## Listed records
########################################

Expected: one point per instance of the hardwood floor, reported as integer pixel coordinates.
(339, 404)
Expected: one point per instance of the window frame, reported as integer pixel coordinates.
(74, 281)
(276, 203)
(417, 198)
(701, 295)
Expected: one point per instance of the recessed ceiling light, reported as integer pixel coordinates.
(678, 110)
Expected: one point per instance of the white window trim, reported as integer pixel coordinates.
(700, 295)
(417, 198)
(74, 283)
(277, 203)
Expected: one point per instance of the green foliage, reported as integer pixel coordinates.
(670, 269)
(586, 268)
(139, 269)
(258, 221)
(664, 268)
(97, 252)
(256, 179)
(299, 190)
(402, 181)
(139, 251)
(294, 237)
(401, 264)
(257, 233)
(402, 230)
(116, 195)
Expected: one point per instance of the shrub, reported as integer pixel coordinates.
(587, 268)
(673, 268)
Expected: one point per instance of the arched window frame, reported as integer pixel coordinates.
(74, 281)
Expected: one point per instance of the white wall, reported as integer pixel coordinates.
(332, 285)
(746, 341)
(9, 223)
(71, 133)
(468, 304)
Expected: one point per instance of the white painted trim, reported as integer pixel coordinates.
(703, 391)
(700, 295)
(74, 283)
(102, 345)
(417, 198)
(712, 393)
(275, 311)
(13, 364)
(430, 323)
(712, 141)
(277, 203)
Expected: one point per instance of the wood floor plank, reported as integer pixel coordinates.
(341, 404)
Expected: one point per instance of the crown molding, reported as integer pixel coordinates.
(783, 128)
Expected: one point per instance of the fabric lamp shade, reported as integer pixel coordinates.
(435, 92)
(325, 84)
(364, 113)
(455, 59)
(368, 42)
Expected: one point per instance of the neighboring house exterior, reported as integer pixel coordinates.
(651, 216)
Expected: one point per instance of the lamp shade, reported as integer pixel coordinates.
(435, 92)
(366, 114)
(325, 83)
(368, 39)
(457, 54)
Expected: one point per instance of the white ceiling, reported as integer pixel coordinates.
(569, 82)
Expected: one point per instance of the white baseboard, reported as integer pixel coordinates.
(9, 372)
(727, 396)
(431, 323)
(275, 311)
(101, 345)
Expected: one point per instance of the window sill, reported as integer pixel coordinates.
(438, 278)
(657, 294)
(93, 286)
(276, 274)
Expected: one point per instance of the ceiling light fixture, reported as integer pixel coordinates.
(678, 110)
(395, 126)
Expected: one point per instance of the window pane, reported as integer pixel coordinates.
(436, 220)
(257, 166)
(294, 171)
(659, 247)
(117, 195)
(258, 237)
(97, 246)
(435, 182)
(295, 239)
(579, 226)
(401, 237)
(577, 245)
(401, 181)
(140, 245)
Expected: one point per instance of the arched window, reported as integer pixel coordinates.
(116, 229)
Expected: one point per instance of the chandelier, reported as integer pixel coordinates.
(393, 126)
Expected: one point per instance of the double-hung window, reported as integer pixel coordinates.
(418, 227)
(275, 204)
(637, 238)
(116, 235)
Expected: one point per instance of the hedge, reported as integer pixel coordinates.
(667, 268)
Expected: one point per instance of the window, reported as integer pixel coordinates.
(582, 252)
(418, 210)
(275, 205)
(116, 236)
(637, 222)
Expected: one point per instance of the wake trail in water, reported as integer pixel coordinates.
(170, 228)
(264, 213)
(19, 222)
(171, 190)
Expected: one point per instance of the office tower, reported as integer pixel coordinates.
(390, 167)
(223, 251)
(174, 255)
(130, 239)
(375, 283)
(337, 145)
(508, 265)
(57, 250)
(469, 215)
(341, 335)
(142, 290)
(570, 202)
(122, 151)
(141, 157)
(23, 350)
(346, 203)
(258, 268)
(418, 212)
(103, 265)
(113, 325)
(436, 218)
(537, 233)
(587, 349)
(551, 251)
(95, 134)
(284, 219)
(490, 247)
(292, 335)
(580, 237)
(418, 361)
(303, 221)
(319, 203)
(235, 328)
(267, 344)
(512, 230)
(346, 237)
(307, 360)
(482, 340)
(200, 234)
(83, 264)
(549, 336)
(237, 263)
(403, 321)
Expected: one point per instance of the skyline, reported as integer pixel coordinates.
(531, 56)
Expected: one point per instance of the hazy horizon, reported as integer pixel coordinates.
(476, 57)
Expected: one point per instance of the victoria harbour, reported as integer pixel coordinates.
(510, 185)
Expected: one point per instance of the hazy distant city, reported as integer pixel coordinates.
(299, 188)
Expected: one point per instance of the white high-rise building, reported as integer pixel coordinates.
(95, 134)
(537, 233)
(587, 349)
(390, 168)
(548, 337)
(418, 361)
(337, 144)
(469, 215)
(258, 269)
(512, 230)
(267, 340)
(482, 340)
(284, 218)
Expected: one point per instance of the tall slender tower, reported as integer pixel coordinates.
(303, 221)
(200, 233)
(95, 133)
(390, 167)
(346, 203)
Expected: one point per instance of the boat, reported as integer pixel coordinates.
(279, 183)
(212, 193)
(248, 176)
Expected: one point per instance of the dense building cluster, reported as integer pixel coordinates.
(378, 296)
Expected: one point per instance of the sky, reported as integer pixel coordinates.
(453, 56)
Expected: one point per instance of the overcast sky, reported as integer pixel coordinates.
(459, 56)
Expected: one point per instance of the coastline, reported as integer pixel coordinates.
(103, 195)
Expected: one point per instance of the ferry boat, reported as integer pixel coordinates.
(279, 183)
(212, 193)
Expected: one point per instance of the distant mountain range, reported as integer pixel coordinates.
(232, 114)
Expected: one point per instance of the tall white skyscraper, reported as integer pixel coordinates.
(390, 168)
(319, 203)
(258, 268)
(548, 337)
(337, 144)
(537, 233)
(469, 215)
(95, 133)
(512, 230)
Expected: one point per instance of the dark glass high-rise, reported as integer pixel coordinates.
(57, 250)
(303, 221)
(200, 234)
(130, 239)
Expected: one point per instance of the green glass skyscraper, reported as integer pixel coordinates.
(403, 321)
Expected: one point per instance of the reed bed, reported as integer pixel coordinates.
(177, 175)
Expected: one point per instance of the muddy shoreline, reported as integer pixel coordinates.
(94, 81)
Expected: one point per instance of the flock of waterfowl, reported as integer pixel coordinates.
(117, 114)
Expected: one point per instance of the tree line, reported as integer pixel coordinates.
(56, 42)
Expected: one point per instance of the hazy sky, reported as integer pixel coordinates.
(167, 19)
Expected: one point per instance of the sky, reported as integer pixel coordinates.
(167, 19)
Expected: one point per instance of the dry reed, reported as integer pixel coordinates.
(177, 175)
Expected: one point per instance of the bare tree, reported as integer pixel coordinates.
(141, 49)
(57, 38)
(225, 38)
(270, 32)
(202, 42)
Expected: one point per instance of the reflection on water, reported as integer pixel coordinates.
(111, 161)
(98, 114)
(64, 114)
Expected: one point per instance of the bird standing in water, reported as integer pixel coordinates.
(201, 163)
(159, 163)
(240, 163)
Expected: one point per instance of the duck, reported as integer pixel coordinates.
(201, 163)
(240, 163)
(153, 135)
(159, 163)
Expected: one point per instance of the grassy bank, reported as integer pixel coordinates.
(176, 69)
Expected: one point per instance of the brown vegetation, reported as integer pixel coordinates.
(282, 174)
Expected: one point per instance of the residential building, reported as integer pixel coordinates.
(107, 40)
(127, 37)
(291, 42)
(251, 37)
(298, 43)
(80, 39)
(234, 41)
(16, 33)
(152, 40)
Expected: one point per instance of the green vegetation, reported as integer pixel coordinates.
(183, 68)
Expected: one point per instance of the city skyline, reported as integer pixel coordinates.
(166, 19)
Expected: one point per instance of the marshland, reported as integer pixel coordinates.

########################################

Repeat the material from above exactly, word for word.

Expected: one point per instance of the hardwood floor, reported as integer pixel coordinates.
(339, 404)
Expected: one point per instance of the window frame, reported as integer pixel coordinates.
(74, 281)
(276, 203)
(417, 198)
(701, 295)
Expected: one point per instance of the recessed ceiling light, reported as integer pixel coordinates.
(678, 110)
Expected: one point per instance of the white window trim, reported as integer pixel coordinates.
(700, 295)
(417, 198)
(74, 283)
(277, 203)
Expected: one point per instance of the green foliage, reported as integer pixel coordinates.
(670, 269)
(586, 268)
(139, 269)
(258, 221)
(664, 268)
(97, 252)
(256, 179)
(299, 190)
(402, 181)
(139, 251)
(294, 237)
(401, 264)
(257, 233)
(402, 230)
(116, 195)
Expected: one point per instance of the shrub, reported as integer pixel coordinates.
(587, 268)
(673, 268)
Expected: one point per instance of the arched window frame, reported as integer pixel coordinates.
(74, 281)
Expected: one point per instance of the white wall, reported as integer pixel coordinates.
(332, 285)
(746, 341)
(9, 223)
(71, 133)
(468, 304)
Expected: one point per instance of the white painted trim, reported as integer pixel coordinates.
(703, 391)
(700, 295)
(74, 283)
(102, 345)
(417, 198)
(712, 393)
(275, 311)
(13, 364)
(430, 323)
(712, 141)
(277, 203)
Expected: one point per instance of the wood floor plank, reported as integer pixel coordinates.
(341, 404)
Expected: one point per instance of the crown molding, reported as integer pixel coordinates.
(783, 128)
Expected: one point per instance of the fabric lamp shade, reported as integer pixel coordinates.
(435, 92)
(325, 84)
(364, 113)
(455, 59)
(368, 42)
Expected: one point per instance of the neighboring house exterior, reported as integer pixel coordinates.
(651, 216)
Expected: one point per instance of the lamp shade, reported as integer pixel coordinates.
(435, 92)
(366, 114)
(325, 83)
(368, 39)
(457, 54)
Expected: one point per instance of the white ceiling, reported as integer pixel coordinates.
(569, 82)
Expected: one point per instance of the white baseboard, reported as integer pixel coordinates.
(9, 372)
(727, 396)
(431, 323)
(275, 311)
(101, 345)
Expected: one point per instance of the window sill, reported as integer pixel coordinates.
(438, 278)
(657, 294)
(93, 286)
(276, 274)
Expected: one point per instance of the ceiling light fixture, reported as integer pixel coordinates.
(678, 110)
(395, 126)
Expected: one point per instance of the window pane, reported as integer pixel coordinates.
(436, 220)
(257, 166)
(294, 171)
(659, 247)
(117, 195)
(258, 237)
(97, 246)
(435, 182)
(295, 239)
(579, 226)
(401, 237)
(577, 245)
(401, 181)
(140, 245)
Expected: one point per instance of the arched window, reported as integer pixel coordinates.
(116, 229)
Expected: one point per instance of the chandelier, reported as integer pixel coordinates.
(393, 126)
Expected: one point per instance of the double-hung window, reported as integer pixel coordinates.
(418, 227)
(275, 204)
(637, 238)
(116, 235)
Expected: one point per instance of the hedge, reported as integer pixel coordinates.
(667, 268)
Expected: one point per instance of the window, reported as integer pixel coordinates.
(582, 252)
(418, 210)
(275, 205)
(116, 236)
(637, 222)
Expected: one point per instance of the wake trail in water, reported as integer pixel coordinates.
(170, 228)
(264, 213)
(19, 222)
(171, 190)
Expected: one point per instance of the office tower, reported as integer pixel coordinates.
(390, 167)
(223, 251)
(174, 255)
(130, 239)
(375, 283)
(337, 145)
(508, 265)
(57, 250)
(469, 215)
(341, 335)
(142, 290)
(570, 202)
(122, 151)
(141, 157)
(23, 350)
(346, 203)
(258, 268)
(418, 212)
(103, 265)
(113, 325)
(436, 218)
(537, 233)
(587, 349)
(551, 251)
(95, 134)
(284, 219)
(490, 247)
(292, 335)
(580, 237)
(418, 361)
(303, 221)
(319, 203)
(235, 328)
(267, 344)
(512, 230)
(346, 237)
(307, 360)
(482, 340)
(200, 234)
(83, 264)
(549, 336)
(237, 263)
(403, 321)
Expected: one point per instance of the skyline, reported as integer pixel coordinates.
(531, 56)
Expected: one point per instance of the hazy horizon, reported as integer pixel coordinates.
(476, 57)
Expected: one point per instance of the victoria harbour, reported as integer pixel coordinates.
(510, 185)
Expected: one point per instance of the hazy distant city, reported as integer pixel coordinates.
(299, 188)
Expected: one point per instance of the white high-rise building, reported as integer pixel coordinates.
(95, 134)
(537, 233)
(587, 349)
(390, 168)
(548, 337)
(418, 361)
(337, 144)
(469, 215)
(258, 269)
(512, 230)
(267, 340)
(482, 340)
(284, 218)
Expected: one point per instance of the tall slender tower, reported as integer pixel coordinates.
(303, 221)
(200, 233)
(95, 133)
(390, 167)
(346, 203)
Expected: one point per instance of the boat, reported as integer pixel coordinates.
(279, 183)
(212, 193)
(248, 176)
Expected: one point per instance of the dense building cluster, reported as integer pixel coordinates.
(378, 296)
Expected: one point per instance of the sky, reported as integer pixel coordinates.
(453, 56)
Expected: one point per instance of the overcast sky, reported as integer pixel coordinates.
(459, 56)
Expected: one point per instance of the coastline, reported as integer pixel coordinates.
(103, 195)
Expected: one point per instance of the ferry boat, reported as integer pixel coordinates.
(279, 183)
(212, 193)
Expected: one point per instance of the distant mountain range, reported as integer pixel coordinates.
(232, 114)
Expected: one point per instance of the tall white skyscraper, reported as integer pixel coordinates.
(390, 168)
(319, 203)
(258, 268)
(548, 337)
(337, 144)
(537, 233)
(469, 215)
(95, 133)
(512, 230)
Expected: one point per instance of the dark glass high-rise, reported as integer pixel coordinates.
(57, 250)
(303, 221)
(200, 234)
(130, 239)
Expected: one point per instance of the green glass skyscraper, reported as integer pixel coordinates.
(403, 321)
Expected: one point per instance of the reed bed, reported as integer pixel coordinates.
(177, 175)
Expected: one point per instance of the muddy shoreline, reported as integer pixel coordinates.
(94, 81)
Expected: one point per instance of the flock of waterfowl, reported as integer pixel coordinates.
(117, 114)
Expected: one point per instance of the tree line, reported as integer pixel coordinates.
(56, 42)
Expected: one point per instance of the hazy sky, reported as integer pixel coordinates.
(167, 19)
Expected: one point per instance of the sky, reported as integer pixel coordinates.
(167, 19)
Expected: one point per instance of the dry reed, reported as integer pixel coordinates.
(177, 175)
Expected: one point per instance of the bare tree, reported as integer pixel coordinates.
(141, 49)
(57, 38)
(225, 38)
(270, 32)
(202, 42)
Expected: one point per instance of the reflection on water, reported as integer pixel coordinates.
(111, 161)
(98, 114)
(64, 114)
Expected: one point per instance of the bird standing in water, reported as integer pixel coordinates.
(201, 163)
(159, 163)
(240, 163)
Expected: one point per instance of the duck, reported as integer pixel coordinates.
(201, 163)
(240, 163)
(153, 135)
(159, 163)
Expected: one point per instance of the grassy bank, reported as integer pixel coordinates.
(176, 69)
Expected: one point per instance of the brown vegetation, reported as integer pixel coordinates.
(282, 174)
Expected: one point per instance of the residential building, reported as integer pixel coordinates.
(107, 40)
(127, 37)
(291, 42)
(251, 37)
(298, 43)
(80, 39)
(234, 41)
(16, 33)
(152, 40)
Expected: one point per instance of the green vegetation, reported as integer pixel coordinates.
(183, 68)
Expected: one point per instance of the city skyline, reported as integer pixel coordinates.
(166, 19)
Expected: one point per instance of the marshland, reported as integer pixel coordinates.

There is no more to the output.